§ Your assignment
Continue the passage on Forte Sangallo below, starting after its final sentence.

##### Document excerpt

Forte Sangallo, also known as the Fortezza di Nettuno, is a Renaissance fortification built on the Tyrrhenian Sea, in the historic village of the City of Nettuno, in the south of Rome. The fortification is a very popular tourist destination today with its well-preserved old quarter (the medieval village) with narrow streets and small squares.

== History ==
Forte Sangallo was built in 1501 by Pope Alexander VI and his son Cesare Borgia. The project is attributed to the Renaissance architect Antonio da Sangallo the Elder, a true specialist in war fortifications. The fort was tasked to defend the city of Nettuno of a possible attack by sea; at the time Nettuno was considered as the "breadbasket of Lazio". A beautiful drawbridge gives access to the inner court graced by an arcade of round arches.

##########
##### Available data

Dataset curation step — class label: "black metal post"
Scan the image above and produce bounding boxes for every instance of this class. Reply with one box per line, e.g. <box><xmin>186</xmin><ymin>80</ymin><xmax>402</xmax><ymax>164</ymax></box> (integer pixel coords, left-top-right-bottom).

##########

§ Solved exercise
After the House of Borgia, over the centuries, Forte Sangallo first passes to the Colonna family, then to the Apostolic Camera and from the nineteenth century to the Borghese family. In 1931, the fort belonged to baron Alberto Fassini. Among its guests Forte Sangallo also hosted Queen Marie of Romania and Princess Ileana of Romania, in 1931. In 1997, Forte Sangallo was acquired by Nettuno Council.

It represents the artistic and cultural heart of the town. In the fort, the Municipality of Nettuno set up conferences and contemporary art exhibitions.

Forte Sangallo also houses the "Museo dello Sbrarco Alleato" (Allied Landing Museum) of the Battle of Anzio.